# Exercise
Only one span of the listing below is wanted: the lines from the one with "column 407, row 255" through the one with "column 109, row 340", reproduced exactly, both ends kept.
━━━━━ Records ━━━━━
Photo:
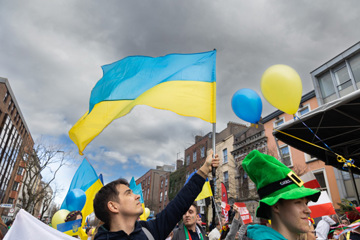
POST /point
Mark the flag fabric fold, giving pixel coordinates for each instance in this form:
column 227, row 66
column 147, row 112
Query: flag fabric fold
column 182, row 83
column 28, row 227
column 206, row 190
column 86, row 179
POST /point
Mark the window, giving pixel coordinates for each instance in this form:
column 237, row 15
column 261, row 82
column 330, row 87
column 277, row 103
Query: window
column 279, row 122
column 15, row 186
column 343, row 80
column 225, row 155
column 285, row 153
column 303, row 110
column 20, row 170
column 187, row 160
column 355, row 67
column 202, row 152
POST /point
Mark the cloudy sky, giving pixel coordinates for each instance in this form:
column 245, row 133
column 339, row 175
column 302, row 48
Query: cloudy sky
column 52, row 52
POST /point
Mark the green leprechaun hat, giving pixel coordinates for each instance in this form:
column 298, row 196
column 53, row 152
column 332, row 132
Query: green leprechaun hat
column 274, row 181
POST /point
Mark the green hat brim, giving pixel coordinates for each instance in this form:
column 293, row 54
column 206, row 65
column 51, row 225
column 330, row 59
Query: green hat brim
column 294, row 193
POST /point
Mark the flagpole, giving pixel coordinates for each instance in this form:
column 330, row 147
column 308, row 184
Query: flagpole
column 213, row 171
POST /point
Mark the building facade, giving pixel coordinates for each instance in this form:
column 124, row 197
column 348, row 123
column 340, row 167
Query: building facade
column 15, row 139
column 332, row 80
column 155, row 188
column 299, row 161
column 195, row 155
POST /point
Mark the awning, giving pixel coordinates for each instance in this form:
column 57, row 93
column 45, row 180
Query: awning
column 336, row 123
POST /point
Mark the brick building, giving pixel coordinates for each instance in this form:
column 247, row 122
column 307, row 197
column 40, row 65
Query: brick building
column 155, row 188
column 15, row 139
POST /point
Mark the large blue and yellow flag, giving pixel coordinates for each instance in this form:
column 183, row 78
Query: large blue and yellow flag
column 182, row 83
column 86, row 179
column 206, row 190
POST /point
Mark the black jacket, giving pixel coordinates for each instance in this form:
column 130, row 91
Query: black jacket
column 179, row 233
column 166, row 220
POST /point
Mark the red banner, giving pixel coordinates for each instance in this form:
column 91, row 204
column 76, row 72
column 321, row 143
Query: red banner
column 244, row 213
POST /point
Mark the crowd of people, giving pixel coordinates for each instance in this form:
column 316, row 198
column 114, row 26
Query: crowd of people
column 283, row 204
column 283, row 208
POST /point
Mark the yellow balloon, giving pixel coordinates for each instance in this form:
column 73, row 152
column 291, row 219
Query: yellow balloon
column 281, row 86
column 59, row 217
column 147, row 212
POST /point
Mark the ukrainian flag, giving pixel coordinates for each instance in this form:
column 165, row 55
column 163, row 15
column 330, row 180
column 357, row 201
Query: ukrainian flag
column 182, row 83
column 87, row 180
column 206, row 190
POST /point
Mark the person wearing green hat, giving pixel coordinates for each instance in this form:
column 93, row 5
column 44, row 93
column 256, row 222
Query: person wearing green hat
column 283, row 198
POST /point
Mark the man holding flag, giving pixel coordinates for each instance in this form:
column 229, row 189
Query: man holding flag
column 119, row 208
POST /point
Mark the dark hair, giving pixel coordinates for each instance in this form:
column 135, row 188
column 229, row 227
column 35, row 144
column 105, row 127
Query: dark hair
column 9, row 223
column 72, row 216
column 107, row 193
column 195, row 205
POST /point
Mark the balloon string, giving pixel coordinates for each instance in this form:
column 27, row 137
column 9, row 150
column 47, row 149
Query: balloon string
column 339, row 158
column 295, row 116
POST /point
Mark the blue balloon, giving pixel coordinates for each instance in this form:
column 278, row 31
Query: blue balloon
column 247, row 105
column 75, row 200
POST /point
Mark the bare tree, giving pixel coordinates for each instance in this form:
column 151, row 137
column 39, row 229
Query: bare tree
column 41, row 157
column 47, row 200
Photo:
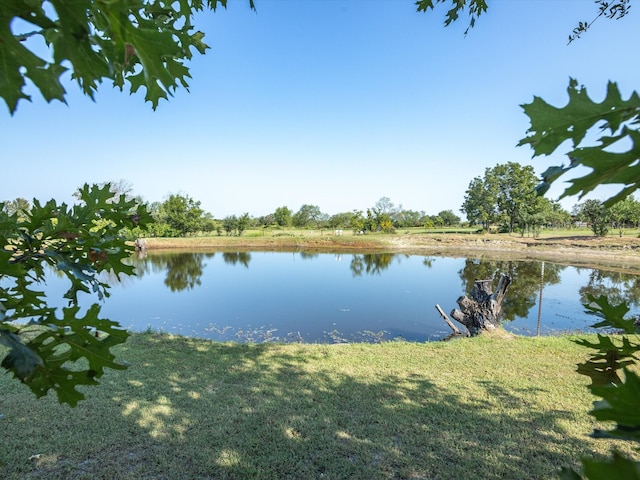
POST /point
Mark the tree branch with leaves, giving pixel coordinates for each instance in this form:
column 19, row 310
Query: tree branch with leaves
column 48, row 351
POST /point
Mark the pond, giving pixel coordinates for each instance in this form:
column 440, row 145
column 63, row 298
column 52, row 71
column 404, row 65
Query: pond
column 327, row 297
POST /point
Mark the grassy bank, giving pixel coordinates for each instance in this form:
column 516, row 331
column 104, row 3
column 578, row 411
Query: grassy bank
column 475, row 408
column 581, row 249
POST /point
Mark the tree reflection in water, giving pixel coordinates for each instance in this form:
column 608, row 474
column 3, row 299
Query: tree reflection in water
column 183, row 270
column 618, row 287
column 370, row 263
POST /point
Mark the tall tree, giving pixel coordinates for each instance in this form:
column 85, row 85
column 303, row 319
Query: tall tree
column 515, row 185
column 182, row 213
column 596, row 215
column 282, row 216
column 480, row 203
column 448, row 218
column 19, row 206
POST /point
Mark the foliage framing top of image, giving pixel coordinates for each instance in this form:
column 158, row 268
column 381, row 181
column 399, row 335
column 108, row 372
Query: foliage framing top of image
column 145, row 42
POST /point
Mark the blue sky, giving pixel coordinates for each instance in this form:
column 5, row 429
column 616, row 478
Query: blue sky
column 334, row 103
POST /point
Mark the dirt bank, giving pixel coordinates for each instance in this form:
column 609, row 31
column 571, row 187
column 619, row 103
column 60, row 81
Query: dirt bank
column 620, row 253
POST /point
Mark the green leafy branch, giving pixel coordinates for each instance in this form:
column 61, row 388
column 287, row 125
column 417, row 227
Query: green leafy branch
column 80, row 242
column 143, row 42
column 612, row 370
column 608, row 160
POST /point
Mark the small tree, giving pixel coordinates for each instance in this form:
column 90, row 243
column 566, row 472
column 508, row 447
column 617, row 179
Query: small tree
column 182, row 214
column 243, row 223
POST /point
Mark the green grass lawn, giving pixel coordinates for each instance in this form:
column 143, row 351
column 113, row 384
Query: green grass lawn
column 477, row 408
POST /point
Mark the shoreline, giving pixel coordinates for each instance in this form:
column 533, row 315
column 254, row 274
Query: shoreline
column 620, row 253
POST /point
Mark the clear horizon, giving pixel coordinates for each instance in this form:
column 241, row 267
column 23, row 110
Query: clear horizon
column 334, row 103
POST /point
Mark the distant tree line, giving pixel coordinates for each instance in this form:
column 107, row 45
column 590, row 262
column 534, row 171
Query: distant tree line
column 505, row 199
column 502, row 200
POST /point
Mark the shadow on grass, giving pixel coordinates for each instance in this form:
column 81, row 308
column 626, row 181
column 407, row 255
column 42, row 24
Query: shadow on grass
column 207, row 410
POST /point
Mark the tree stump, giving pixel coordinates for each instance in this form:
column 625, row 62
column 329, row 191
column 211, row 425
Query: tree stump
column 482, row 311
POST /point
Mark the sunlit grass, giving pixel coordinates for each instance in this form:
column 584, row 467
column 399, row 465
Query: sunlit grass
column 188, row 408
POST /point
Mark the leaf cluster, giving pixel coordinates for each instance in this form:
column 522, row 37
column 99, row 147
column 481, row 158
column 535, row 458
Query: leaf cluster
column 612, row 369
column 614, row 159
column 80, row 242
column 475, row 9
column 143, row 42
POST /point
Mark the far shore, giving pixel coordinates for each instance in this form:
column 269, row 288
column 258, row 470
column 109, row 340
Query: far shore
column 579, row 250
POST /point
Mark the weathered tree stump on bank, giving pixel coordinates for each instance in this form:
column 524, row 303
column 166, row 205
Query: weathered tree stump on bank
column 482, row 311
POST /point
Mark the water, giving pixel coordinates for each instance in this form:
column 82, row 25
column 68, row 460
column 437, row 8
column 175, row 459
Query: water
column 279, row 296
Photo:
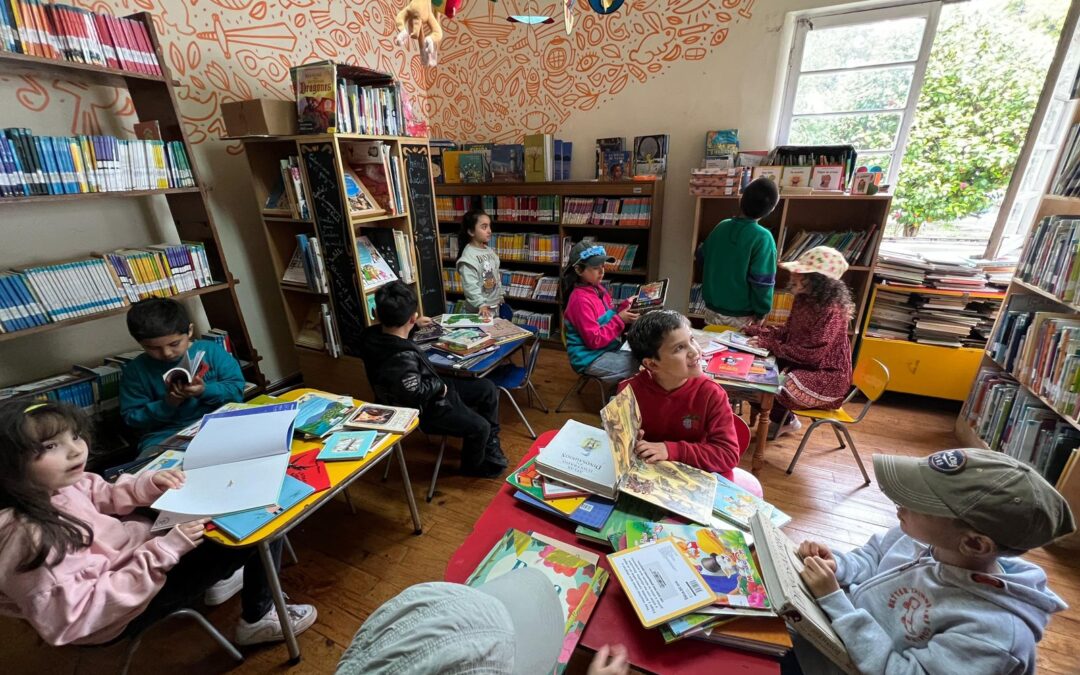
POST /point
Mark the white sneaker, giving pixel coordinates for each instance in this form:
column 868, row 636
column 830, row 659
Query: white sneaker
column 225, row 589
column 268, row 629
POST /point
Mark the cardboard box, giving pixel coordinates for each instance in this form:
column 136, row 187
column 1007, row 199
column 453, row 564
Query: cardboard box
column 259, row 117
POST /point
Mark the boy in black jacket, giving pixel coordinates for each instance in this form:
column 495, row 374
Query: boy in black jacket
column 401, row 375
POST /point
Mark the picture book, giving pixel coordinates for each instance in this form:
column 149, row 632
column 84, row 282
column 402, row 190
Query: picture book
column 650, row 156
column 235, row 462
column 319, row 416
column 660, row 582
column 361, row 201
column 720, row 556
column 740, row 341
column 652, row 295
column 730, row 364
column 241, row 525
column 348, row 445
column 736, row 504
column 382, row 418
column 374, row 270
column 781, row 566
column 603, row 461
column 187, row 370
column 577, row 581
column 463, row 321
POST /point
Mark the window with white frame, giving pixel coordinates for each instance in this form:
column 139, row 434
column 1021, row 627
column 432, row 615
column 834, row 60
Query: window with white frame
column 854, row 78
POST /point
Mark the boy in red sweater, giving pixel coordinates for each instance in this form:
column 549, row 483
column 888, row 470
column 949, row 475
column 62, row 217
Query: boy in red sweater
column 686, row 417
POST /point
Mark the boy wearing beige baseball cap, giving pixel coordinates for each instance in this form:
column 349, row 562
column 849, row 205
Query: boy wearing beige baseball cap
column 944, row 592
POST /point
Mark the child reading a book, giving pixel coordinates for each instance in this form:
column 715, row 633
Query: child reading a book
column 511, row 624
column 478, row 266
column 78, row 565
column 812, row 348
column 740, row 261
column 401, row 375
column 159, row 408
column 686, row 417
column 594, row 327
column 945, row 592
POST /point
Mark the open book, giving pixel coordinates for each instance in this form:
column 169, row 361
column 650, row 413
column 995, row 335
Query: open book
column 791, row 598
column 604, row 462
column 188, row 370
column 235, row 462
━━━━━
# Answer to the problem
column 407, row 255
column 42, row 24
Query: shadow on grass
column 207, row 410
POST /point
Mark the tree stump, giving pixel coordinates for each instance in this form:
column 625, row 62
column 329, row 191
column 211, row 425
Query: tree stump
column 482, row 311
POST /point
Mark the sunlit grass, giving pixel coordinates for each instance in this form:
column 584, row 467
column 399, row 465
Query: sunlit grass
column 188, row 408
POST /point
Mark the leaf cluster, giving pixel coordinates for each instance in this form:
column 522, row 37
column 99, row 147
column 481, row 158
column 535, row 458
Query: leaf cluster
column 612, row 369
column 614, row 159
column 80, row 242
column 475, row 9
column 143, row 42
POST /point
Mark the far shore, giving pixel coordinates for each instance in this form:
column 269, row 288
column 258, row 470
column 109, row 340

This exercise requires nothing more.